--- The request ---
Repeat, exactly and completely, the entries shown underneath.

--- Source records ---
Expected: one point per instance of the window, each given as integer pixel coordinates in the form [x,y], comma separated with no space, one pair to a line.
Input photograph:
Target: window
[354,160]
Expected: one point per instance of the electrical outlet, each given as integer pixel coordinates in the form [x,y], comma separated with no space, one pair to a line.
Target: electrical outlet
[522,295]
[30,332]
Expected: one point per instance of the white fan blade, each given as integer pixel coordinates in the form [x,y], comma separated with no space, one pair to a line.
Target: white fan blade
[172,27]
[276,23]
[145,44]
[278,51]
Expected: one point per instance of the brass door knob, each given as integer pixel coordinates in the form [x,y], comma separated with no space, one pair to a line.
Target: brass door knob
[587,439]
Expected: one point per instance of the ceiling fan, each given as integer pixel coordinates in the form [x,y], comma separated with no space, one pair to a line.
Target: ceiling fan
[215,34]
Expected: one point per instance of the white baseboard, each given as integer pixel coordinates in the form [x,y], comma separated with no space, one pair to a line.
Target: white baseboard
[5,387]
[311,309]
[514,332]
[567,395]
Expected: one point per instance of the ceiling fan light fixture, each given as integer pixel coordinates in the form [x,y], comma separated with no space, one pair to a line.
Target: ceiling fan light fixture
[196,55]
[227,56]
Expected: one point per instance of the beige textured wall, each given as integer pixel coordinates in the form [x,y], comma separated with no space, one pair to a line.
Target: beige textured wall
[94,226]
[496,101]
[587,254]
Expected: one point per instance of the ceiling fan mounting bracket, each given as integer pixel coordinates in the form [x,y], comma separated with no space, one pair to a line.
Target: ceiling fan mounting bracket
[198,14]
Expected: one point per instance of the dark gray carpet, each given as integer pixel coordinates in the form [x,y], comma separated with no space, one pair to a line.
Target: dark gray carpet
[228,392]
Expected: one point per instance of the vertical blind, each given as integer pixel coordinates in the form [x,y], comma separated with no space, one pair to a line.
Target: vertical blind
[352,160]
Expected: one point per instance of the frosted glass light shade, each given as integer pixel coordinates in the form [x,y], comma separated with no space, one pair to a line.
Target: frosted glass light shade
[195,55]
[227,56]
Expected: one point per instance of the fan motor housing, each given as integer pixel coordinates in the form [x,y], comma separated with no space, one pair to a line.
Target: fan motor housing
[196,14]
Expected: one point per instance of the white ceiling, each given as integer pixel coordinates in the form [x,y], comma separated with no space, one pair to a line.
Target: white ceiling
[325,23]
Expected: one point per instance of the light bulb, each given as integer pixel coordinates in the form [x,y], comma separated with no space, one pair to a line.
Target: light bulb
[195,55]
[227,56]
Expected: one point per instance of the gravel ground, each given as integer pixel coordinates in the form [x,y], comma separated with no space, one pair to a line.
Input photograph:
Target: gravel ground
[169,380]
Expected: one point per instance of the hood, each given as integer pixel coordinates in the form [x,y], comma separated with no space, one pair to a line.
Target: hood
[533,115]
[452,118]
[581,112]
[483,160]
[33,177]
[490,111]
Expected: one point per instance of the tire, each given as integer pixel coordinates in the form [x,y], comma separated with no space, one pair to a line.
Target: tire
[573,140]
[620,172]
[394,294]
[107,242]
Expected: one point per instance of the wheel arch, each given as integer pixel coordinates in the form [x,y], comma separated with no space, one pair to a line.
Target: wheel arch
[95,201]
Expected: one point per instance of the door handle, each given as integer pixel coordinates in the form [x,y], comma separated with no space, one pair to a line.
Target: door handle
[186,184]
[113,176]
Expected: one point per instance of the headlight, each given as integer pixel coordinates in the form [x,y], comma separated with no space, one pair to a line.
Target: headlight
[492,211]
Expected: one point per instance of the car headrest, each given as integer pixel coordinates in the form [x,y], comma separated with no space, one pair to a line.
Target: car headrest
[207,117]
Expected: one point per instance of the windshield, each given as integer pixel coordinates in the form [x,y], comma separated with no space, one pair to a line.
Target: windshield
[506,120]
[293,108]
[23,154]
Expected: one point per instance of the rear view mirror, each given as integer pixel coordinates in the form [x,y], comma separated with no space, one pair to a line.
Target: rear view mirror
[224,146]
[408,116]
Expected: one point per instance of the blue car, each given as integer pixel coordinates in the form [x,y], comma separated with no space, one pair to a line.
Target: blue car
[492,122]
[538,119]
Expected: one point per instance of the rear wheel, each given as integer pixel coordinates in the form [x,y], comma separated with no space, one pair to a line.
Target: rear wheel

--- Final result ---
Expected: one point per instance of the window, each given as integer pixel coordinates in the form [x,y], comma separated with no space, one pair to a line.
Input photograph:
Target: window
[354,160]
Expected: one point per instance of the electrical outlet, each given as integer pixel coordinates in the form [x,y], comma separated with no space, one pair to a line.
Target: electrical outlet
[522,295]
[30,332]
Expected: one point per instance of the white fan blade, each given as integer pixel coordinates in the form [x,y], comma separated with no space, one pair to a line.
Target: white fan blade
[172,27]
[276,23]
[145,44]
[278,51]
Expected: one point per instance of the brass door knob, each given as integer pixel coordinates in the form [x,y], comma separated with no space, one pair to a line.
Target: brass door knob
[587,439]
Expected: one point per instance of the ceiling fan, each given as integer pixel coordinates in the form [x,y], comma separated with no space, one pair to a line.
Target: ceiling fan
[215,34]
Expected: one point per instance of the white baseboard, each given as integer pixel coordinates in the form [x,y], comma separated with no space, one pair to a line.
Target: white baseboard
[5,387]
[311,309]
[514,332]
[567,395]
Expected: one point per instance of the ceiling fan light fixture, each given as integer pixel coordinates in the form [x,y], comma separated with no space, one pair to a line.
Target: ceiling fan light fixture
[196,55]
[227,56]
Expected: one point per instance of the beige textured wall, each given as integer pixel coordinates in the form [x,y], comma separated with no space, one pair to a line.
Target: beige textured wall
[94,226]
[496,101]
[587,254]
Expected: one point per instance of the ceiling fan mounting bracket, each given as integer pixel coordinates in the form [x,y], comma separated with no space, one pair to a line.
Target: ceiling fan mounting bracket
[198,14]
Expected: one point per instance of the dark gray carpet, each given as integer pixel coordinates in the form [x,y], comma separated with no space, one pair to a line.
Target: dark gray carpet
[228,392]
Expected: one point per instance of the vertical blind, each given as integer pixel coordinates in the form [x,y], comma separated with no space, one pair to a line.
Target: vertical blind
[352,160]
Expected: one point per instance of the frosted glass light shade, each given as integer pixel coordinates in the form [x,y], comma separated with no space, one pair to a line.
Target: frosted glass light shade
[195,55]
[227,56]
Expected: one point per instance of the fan motor housing, each given as integer pixel coordinates in the form [x,y], comma separated with no space, one pair to a line.
Target: fan motor housing
[196,14]
Expected: one point per instance of the white ceiling, each given as integer pixel coordinates in the form [x,y], comma separated with no space, one pair to a line.
Target: white ceiling
[325,23]
Expected: one point per instance of the light bulb, each given as integer pixel coordinates in the form [x,y], comma separated with no space, one pair to a line.
Target: light bulb
[195,55]
[227,56]
Expected: one point per instance of the gravel ground, each given as integer pixel coordinates in the form [x,y], comma separated with no space, one pair to a line.
Input photograph:
Target: gravel ground
[169,380]
Expected: one point per instance of the hood, each given as integer pixel coordinates in the form [x,y], comma separated with no space, one pair to a line.
Target: hood
[533,115]
[452,118]
[581,112]
[483,160]
[33,177]
[490,111]
Expected: one point per instance of the tire, each given as integer pixel coordinates in the form [x,y], comma separated with no space, one pair to a line.
Target: tire
[573,140]
[620,172]
[394,294]
[107,242]
Expected: one point per instance of the wheel arch, each given as integer pixel coordinates in the form [x,y], comma separated with no space, one pair to a line.
Target: wheel arch
[95,201]
Expected: one point per instance of the door handle, each given as integer pixel coordinates in the form [x,y], comma separated with no space, one pair to a line.
Target: door handle
[186,184]
[113,176]
Expected: one point per instance of the headlight, each given as integer pixel coordinates in the form [x,y], comma separated with no space, one pair to a line.
Target: headlight
[492,211]
Expected: one point per instance of the car headrest, each given as integer pixel coordinates in the form [x,y], comma separated with no space, one pair to a line.
Target: car headrest
[207,117]
Expected: one point per instance of the windshield, each given as integer pixel coordinates in the form [x,y], comma separated with no space, one pair to a line.
Target: windshield
[506,120]
[293,108]
[23,154]
Expected: one point per instance of the rear view mirror, each given as integer pixel coordinates in the form [x,y], comma separated with no space, one pair to a line.
Target: rear view mirror
[224,146]
[408,116]
Expected: one point per instance of the blue car, each given as integer pixel coordinates in the form [x,y], comma separated with no space, one pair to a line.
Target: blue car
[492,122]
[538,119]
Expected: one point per instance of the rear wheel, each given as integer pixel coordinates in the form [x,y], comma separated with no space, one pair to a line.
Target: rear wheel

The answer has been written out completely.